Reproduce the lines from the line containing "of the dirt" to the line containing "of the purple", substituting "image" for every occurrence of "photograph" and changing nothing else. Omit the picture from your answer.

======== Data for processing ========

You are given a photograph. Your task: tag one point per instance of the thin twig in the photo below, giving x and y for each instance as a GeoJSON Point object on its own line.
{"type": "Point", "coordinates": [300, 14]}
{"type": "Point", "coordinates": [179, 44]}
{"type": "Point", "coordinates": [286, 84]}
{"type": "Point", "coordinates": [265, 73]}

========
======== Data for processing ========

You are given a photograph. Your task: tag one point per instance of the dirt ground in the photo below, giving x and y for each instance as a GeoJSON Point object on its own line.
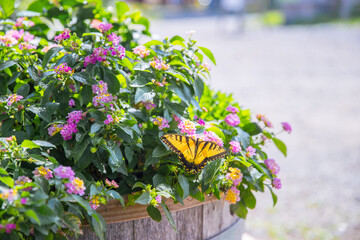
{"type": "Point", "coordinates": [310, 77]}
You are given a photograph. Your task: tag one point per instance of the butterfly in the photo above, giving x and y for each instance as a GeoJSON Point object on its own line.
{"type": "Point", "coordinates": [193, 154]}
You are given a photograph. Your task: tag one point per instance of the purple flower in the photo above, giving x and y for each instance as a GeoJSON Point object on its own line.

========

### Response
You are given a image. Your task: tag one point per instance of the dirt ground in the photo below, giving x and y for each instance as a GeoJSON Point object on its own line.
{"type": "Point", "coordinates": [310, 77]}
You are given a image. Your task: tag one point per instance of the butterfly in the photo above, giving x and y for each instance as a GeoJSON Point object on its own line.
{"type": "Point", "coordinates": [193, 154]}
You are given a image. Your task: tag one point per instance of the purple flower in the photo above, giving x and y for each instance as a GeoJSON Point object on its own line.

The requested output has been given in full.